_Exercise prompt:_ Below are records; say how many of their lines include the word "basket", giving nothing but the number.

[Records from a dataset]

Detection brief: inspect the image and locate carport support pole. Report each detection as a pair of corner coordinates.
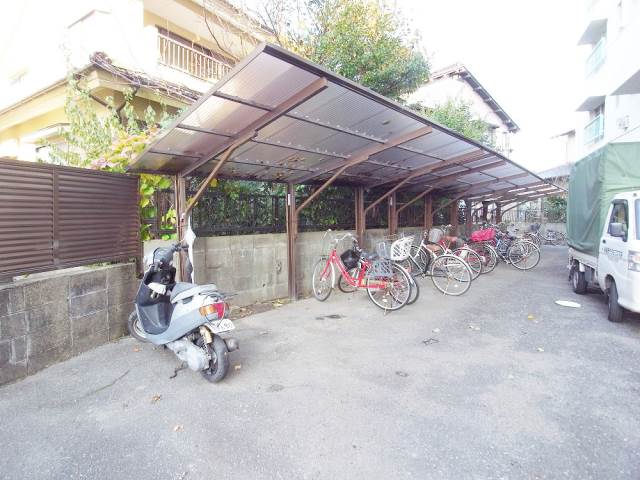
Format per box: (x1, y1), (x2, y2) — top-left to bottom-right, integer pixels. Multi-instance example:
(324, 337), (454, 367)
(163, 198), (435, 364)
(174, 175), (188, 281)
(495, 203), (502, 223)
(424, 195), (433, 230)
(450, 201), (459, 232)
(286, 183), (298, 300)
(465, 199), (473, 236)
(388, 192), (397, 235)
(481, 201), (489, 222)
(355, 187), (365, 245)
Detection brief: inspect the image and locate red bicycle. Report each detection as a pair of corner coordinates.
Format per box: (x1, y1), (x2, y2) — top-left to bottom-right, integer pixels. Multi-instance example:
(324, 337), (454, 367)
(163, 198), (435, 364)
(311, 231), (413, 311)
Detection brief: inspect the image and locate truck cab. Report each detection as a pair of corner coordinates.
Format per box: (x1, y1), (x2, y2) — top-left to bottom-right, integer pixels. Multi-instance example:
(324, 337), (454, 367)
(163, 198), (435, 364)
(597, 192), (640, 320)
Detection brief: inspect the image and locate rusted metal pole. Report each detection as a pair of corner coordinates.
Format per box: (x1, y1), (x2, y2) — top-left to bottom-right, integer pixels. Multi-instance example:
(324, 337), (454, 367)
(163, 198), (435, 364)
(465, 199), (473, 236)
(174, 175), (187, 281)
(355, 187), (365, 244)
(481, 201), (489, 222)
(286, 183), (298, 300)
(388, 192), (397, 235)
(495, 203), (502, 223)
(424, 195), (433, 230)
(450, 201), (459, 230)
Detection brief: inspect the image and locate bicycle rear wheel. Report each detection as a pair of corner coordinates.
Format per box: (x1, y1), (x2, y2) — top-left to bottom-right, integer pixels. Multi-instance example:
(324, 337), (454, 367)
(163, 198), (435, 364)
(395, 261), (420, 305)
(468, 242), (497, 274)
(366, 263), (412, 311)
(409, 245), (429, 274)
(429, 254), (472, 296)
(338, 268), (359, 293)
(312, 258), (334, 301)
(508, 241), (541, 270)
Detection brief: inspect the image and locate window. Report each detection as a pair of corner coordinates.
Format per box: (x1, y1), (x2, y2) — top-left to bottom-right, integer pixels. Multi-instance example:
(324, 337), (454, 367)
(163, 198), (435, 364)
(608, 200), (628, 239)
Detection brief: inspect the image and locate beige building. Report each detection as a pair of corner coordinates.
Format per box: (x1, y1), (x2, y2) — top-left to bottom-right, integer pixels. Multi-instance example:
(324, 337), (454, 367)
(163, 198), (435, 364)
(0, 0), (272, 161)
(406, 63), (519, 155)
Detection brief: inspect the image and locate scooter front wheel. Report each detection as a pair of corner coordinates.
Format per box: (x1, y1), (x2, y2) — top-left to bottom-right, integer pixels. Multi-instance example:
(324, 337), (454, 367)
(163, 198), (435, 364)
(199, 335), (230, 383)
(127, 311), (149, 343)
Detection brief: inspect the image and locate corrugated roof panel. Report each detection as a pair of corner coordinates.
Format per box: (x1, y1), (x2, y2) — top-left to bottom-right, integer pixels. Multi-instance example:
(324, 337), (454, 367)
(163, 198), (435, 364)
(154, 128), (225, 157)
(218, 54), (318, 107)
(129, 43), (556, 196)
(181, 96), (265, 134)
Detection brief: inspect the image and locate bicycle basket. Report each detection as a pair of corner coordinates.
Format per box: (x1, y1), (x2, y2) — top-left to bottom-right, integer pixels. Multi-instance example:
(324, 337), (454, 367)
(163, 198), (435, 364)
(366, 258), (394, 278)
(340, 249), (360, 270)
(428, 228), (444, 243)
(390, 235), (414, 261)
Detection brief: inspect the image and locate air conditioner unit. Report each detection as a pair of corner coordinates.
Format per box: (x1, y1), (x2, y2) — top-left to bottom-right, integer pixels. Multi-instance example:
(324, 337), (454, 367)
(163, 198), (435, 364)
(617, 115), (630, 130)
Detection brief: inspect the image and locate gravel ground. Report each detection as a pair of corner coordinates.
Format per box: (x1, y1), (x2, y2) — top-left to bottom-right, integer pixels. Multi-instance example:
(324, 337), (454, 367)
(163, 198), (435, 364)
(1, 246), (639, 480)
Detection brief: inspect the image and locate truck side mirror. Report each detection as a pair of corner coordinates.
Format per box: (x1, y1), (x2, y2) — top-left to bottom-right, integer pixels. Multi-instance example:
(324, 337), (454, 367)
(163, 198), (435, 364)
(609, 222), (627, 241)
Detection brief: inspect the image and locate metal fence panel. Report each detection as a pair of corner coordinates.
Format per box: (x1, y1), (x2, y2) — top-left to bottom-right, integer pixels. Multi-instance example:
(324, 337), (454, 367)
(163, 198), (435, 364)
(0, 159), (140, 280)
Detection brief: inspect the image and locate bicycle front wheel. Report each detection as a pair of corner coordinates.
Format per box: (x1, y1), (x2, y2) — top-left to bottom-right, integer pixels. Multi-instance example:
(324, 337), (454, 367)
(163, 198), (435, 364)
(508, 241), (541, 270)
(312, 258), (334, 301)
(366, 263), (412, 311)
(469, 242), (497, 274)
(429, 254), (472, 296)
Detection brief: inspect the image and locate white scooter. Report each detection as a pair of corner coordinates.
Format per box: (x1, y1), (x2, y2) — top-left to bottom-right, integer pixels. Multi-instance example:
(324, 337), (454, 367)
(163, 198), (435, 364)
(128, 243), (238, 382)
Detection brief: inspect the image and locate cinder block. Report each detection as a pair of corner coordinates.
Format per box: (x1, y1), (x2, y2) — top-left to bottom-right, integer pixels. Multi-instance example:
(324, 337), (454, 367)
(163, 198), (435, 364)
(0, 340), (10, 365)
(0, 312), (27, 340)
(0, 361), (27, 385)
(26, 300), (68, 332)
(27, 317), (71, 354)
(107, 303), (132, 341)
(23, 276), (69, 309)
(69, 270), (107, 298)
(107, 281), (138, 308)
(72, 328), (109, 356)
(71, 310), (109, 341)
(0, 287), (24, 317)
(27, 340), (71, 375)
(11, 336), (27, 363)
(69, 291), (106, 318)
(105, 263), (136, 286)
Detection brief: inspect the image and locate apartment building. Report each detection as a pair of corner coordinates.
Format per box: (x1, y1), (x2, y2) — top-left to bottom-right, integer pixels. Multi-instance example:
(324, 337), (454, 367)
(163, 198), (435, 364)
(0, 0), (272, 160)
(406, 63), (519, 155)
(572, 0), (640, 160)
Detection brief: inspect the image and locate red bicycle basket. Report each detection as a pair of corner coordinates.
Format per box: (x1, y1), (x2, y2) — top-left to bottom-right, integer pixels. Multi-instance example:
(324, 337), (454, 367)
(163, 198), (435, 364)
(470, 228), (495, 242)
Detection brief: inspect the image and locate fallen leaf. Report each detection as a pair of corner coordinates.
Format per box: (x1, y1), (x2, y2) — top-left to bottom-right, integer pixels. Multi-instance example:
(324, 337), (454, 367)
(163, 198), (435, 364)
(234, 364), (242, 370)
(527, 314), (535, 320)
(432, 328), (441, 333)
(173, 424), (183, 432)
(133, 347), (141, 352)
(468, 325), (480, 331)
(150, 394), (162, 404)
(537, 347), (545, 352)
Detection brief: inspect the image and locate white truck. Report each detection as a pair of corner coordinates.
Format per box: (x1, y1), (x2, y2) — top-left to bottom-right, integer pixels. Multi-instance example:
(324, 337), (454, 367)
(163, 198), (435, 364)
(566, 144), (640, 322)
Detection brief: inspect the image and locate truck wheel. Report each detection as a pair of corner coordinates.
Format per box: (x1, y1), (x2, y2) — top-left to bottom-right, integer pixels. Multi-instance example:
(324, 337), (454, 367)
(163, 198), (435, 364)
(570, 267), (587, 294)
(607, 281), (625, 323)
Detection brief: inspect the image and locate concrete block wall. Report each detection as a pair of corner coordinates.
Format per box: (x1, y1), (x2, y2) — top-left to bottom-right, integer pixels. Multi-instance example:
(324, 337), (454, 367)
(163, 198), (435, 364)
(193, 234), (289, 307)
(0, 263), (137, 386)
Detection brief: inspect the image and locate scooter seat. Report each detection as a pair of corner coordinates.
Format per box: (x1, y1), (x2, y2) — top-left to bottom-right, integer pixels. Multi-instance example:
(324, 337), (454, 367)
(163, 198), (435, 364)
(170, 282), (197, 301)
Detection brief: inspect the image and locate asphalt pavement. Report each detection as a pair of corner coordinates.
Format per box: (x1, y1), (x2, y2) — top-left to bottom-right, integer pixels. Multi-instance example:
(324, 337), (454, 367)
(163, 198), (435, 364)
(1, 246), (639, 480)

_Solution for this problem:_ 2